Selected extract below:

How to Think About Weird Things : Critical Thinking for a New Age
Author: Theodore Schick, Lewis Vaughn
Editor: McGraw-Hill Humanities/Social Sciences/Languages
Year: 2004
This is a most readable and mind-opening introductory text to critical thinking, with particular focus on logical and scientific thinking. The authors state that this work is essentially a volume on "applied epistemelogy." (1999, p. 235) It ought to be mandatory reading for high school and university students.
Lots of real life examples. Subjects tackled include logic and fallacies, pseudoscience, relativism, philosophy of science, the Forer effect, perceptual constancies, confirmation bias, expectation, availability error, criteria of adquacy in evaluating hypotheses, placebo effect.
All throughout the text the authors have highlighted (literally) certain guidelines that bear committing to memory. Among the 35 the more notable ones are:
"Just because you can't explain something doesn't mean that it's supernatural." (21)
"When evaluating a claim, look for disconfirming as well as confirming evidence." (137)
"A hypothesis is scientific only if it is testable, that is, only if it predicts something other than what it was introduced to explain." (161)
"Other things being equal, the best hypothesis is the one that is the most conservative, that is, the one that fits best with established beliefs." (170)
Chapter 8 is devoted to guidelines and criteria for assessing claimed medical treatments. This is essential reading for all, since nowhere else do we fumble more egregiously in our judgement than in the evaluation of cures, treatments, and therapies.
In Chapter 9 the authors introduce what they call the SEARCH formula, an "arbitrary and artificial" (as they admit) acronym for a 4-step procedure in evaluating claims/hypotheses. It consists of Stating the claim, examining the Evidence, considering Alternative hypotheses, and Rating according the the Criteria of adequacy each Hypothesis. Lessons learned in the previous chapters are applied using such phenomena as homeopathy, dowsing, alien abduction, channeling, and near-death experiences.
An appendix lists some informal fallacies. It is a good enough primer; however, it is incomplete. For a more comprehensive list of fallacies there are various websites and other titles to turn to.
Schick and Vaughn in their introduction state that their book is about "how to test the truth or reality of some of the most influential, mysterious, provocative, bewildering puzzles we can ever experience. It's about how to think clearly and critically about what we authors have dubbed 'weird things'--all the unusual, awesome, wonderful, bizarre, and antic happenings, real or alleged, that bubble up out of science, pseudoscience, the occult, the paranormal, the mystic, and the miraculous." (2) I believe the authors succeed in supplying their readers with basic tools with which to test "weird" claims.
I highly recommend this book. Understanding and keeping in mind the lessons that Shick and Vaughn provide adequately equips us to become critical thinkers.

End of Selected extract.
Data provided below:

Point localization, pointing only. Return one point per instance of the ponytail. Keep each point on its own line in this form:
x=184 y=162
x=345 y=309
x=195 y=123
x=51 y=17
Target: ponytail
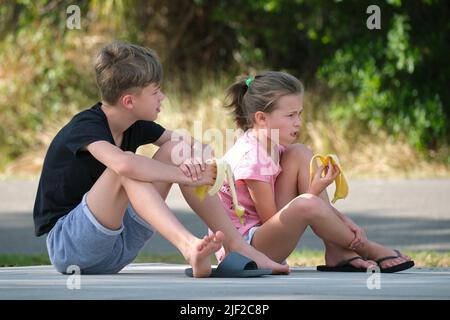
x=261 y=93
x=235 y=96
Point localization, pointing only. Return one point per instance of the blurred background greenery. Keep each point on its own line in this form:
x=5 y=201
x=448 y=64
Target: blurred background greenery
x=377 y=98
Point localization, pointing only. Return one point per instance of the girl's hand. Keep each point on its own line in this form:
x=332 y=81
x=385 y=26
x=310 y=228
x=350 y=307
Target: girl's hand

End of Data provided.
Data provided below:

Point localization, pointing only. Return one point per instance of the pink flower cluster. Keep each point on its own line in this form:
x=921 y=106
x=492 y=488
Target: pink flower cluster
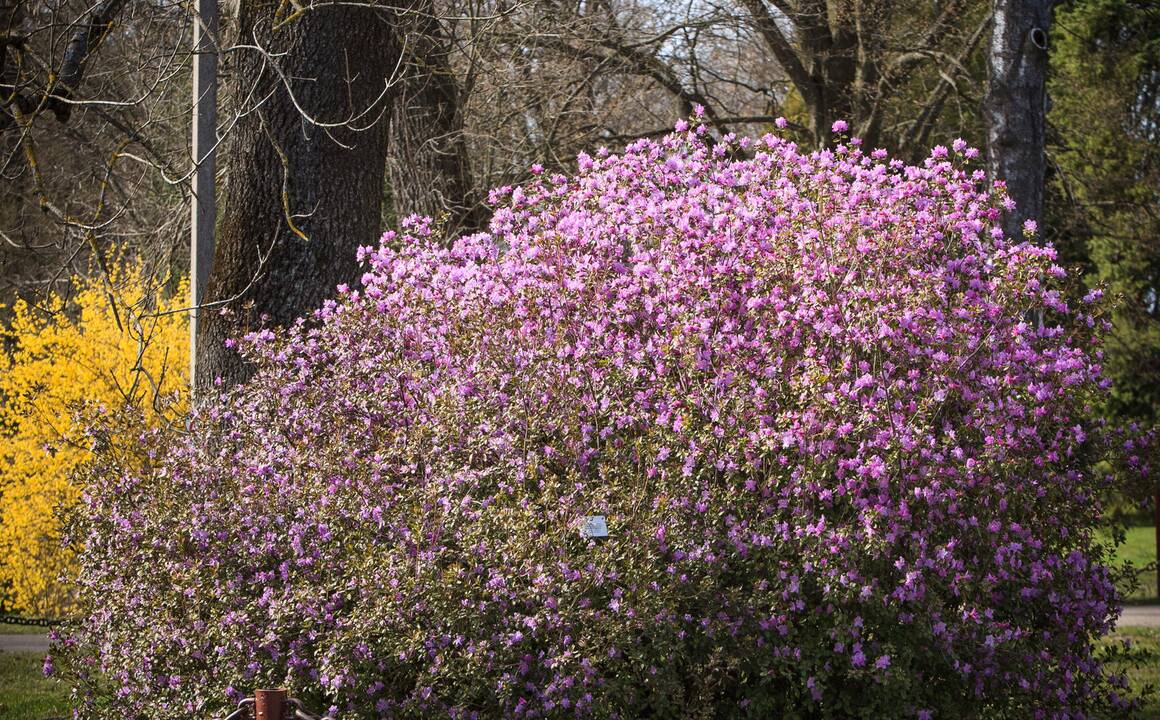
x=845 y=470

End of Data provided.
Data provided below:

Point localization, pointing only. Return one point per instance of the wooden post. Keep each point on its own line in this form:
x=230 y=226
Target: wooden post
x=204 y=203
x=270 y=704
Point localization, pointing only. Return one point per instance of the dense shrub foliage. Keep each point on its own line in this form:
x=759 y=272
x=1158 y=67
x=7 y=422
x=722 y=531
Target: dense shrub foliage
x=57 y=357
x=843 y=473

End of Data provided.

● Problem to solve: Write out the book review word for word, from "How to Think About" up to and including "and university students.".

● Output below:
How to Think About Weird Things : Critical Thinking for a New Age
Author: Theodore Schick, Lewis Vaughn
Editor: McGraw-Hill Humanities/Social Sciences/Languages
Year: 2004
This is a most readable and mind-opening introductory text to critical thinking, with particular focus on logical and scientific thinking. The authors state that this work is essentially a volume on "applied epistemelogy." (1999, p. 235) It ought to be mandatory reading for high school and university students.